▸ Exercises
a - According to the credit card article, how long would it take to clear a £1,500 balance at 22.1% interest when paying only the minimum?
b - Collect every line of the listing that contains the word "purple". Case counts.

-- START Page excerpt --

The definition of a con is to persuade someone to do or believe something by lying to them. Now, "con" may be a strong word—or perhaps you may believe the wrong one—as I expect you likely have a credit card, use it, and see a great benefit.
I remember growing up and saying to myself, “I will never take out credit; I will only buy what I need with the money I have available.” But life happens! You get invited to Mauritius for a beautiful wedding at a five-star hotel with your partner. You don’t want to miss the opportunity or be seen as unable to afford nice things. So, you take out credit and go on that amazing holiday!

You only remember the good parts, and so you’re led to believe you made the right choice. Fast forward, and you haven’t quite paid off that holiday when Christmas comes along. Your kids are desperate for that new toy, and you don’t want to upset or disappoint them. Since your first experience with the credit card went well, you decide to use it again.
The bank increased your limit—if they think you’re good with money, you must be, right? Surely, they’re not just trying to get you to spend more so that they can pocket more interest? You’re confident you’ll get a pay rise soon, so you’ll just pay it off with that. Sound familiar? Like many things in life, debt can snowball. You find you’ve racked up more debt. You’re making your monthly payments and not falling behind, so you still think you’re in control. But perhaps you’re not keeping a close eye on your balances anymore. You may not realise it, or perhaps you don’t want to admit it, but your head is in the sand.
This may sound frightening, so brace yourself. If you have a credit card balance of £1,500, pay only the minimum, and your interest rate is 22.1%, you’ll be paying that off for 21 years and 11 months. That’s longer than some mortgage terms I arrange for clients! And what do you have to show for it?
I’m not writing this to upset anyone, but coming to terms with your finances and how much they may be holding you back in life could be a turning point. This is a taboo subject. You don’t talk about debt with friends or relatives, afraid of what they might think. You may be surprised to learn that many couples don’t talk about their debt until they can’t switch their mortgage deal and have to reveal the truth about why that is.

-- END Page excerpt --
-- START Available data --

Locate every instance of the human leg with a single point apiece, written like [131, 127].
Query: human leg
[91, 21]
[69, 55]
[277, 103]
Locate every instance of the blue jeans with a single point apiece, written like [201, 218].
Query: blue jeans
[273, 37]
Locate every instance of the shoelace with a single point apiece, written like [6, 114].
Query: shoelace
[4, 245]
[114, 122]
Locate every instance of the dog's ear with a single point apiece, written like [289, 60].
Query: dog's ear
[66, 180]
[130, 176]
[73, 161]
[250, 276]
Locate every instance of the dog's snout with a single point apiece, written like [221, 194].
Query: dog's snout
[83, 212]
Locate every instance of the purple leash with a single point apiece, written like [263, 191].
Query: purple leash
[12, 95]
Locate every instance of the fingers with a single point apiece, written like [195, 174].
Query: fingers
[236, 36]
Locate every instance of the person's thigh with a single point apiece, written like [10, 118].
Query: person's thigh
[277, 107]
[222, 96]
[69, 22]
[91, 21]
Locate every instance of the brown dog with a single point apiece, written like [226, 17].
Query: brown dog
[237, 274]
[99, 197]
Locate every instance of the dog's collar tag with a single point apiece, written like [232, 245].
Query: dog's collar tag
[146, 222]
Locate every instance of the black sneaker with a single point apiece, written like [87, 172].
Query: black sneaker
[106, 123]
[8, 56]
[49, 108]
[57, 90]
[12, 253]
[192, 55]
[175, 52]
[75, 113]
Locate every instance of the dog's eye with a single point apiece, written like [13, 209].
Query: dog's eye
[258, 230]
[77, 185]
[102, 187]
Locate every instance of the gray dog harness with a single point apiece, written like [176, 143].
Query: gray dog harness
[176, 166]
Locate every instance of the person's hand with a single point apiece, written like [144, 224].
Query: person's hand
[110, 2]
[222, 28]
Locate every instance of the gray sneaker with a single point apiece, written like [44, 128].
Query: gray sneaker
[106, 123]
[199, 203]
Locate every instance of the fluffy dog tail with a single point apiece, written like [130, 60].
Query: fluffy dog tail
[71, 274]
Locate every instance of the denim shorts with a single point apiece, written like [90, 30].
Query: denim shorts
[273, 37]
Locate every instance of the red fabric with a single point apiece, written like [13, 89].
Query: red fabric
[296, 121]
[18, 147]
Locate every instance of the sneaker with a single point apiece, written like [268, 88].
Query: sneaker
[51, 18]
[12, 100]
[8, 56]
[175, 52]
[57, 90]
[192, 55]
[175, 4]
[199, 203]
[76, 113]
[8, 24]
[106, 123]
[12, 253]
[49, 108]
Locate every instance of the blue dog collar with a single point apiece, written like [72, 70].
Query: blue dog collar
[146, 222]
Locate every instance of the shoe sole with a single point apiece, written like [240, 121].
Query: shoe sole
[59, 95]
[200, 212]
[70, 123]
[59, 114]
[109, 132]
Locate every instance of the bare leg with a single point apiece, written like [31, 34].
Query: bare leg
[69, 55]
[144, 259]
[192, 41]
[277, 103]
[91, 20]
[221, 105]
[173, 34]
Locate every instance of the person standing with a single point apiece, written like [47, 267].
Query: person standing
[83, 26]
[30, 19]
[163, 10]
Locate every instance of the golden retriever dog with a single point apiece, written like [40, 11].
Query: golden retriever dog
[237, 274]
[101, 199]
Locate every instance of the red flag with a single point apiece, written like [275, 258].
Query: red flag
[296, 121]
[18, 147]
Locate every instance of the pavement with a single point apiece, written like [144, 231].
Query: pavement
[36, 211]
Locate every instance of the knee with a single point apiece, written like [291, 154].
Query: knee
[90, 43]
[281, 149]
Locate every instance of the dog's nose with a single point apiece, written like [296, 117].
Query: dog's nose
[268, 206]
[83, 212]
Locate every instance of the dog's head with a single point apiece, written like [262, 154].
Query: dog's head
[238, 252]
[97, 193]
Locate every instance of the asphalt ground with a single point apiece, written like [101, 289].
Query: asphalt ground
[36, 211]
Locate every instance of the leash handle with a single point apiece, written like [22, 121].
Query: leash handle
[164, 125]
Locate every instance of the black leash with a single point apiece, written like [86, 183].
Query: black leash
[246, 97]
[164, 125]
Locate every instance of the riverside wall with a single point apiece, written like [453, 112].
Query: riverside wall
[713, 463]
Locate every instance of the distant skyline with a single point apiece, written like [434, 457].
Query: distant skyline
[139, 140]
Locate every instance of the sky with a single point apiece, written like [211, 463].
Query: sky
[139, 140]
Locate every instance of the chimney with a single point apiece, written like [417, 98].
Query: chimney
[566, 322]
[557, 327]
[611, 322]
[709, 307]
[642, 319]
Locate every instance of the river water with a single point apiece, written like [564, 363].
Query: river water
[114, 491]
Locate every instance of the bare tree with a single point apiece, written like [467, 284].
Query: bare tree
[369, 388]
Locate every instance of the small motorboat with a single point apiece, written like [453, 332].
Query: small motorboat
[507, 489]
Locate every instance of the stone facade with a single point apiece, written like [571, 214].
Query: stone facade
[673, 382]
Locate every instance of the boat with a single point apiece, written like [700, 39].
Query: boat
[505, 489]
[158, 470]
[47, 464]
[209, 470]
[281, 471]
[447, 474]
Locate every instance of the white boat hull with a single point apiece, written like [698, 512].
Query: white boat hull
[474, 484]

-- END Available data --

▸ Completed exercise
a - 21 years and 11 months.

b -
Locate every instance of the purple leash with a single point apiece, written like [263, 191].
Query: purple leash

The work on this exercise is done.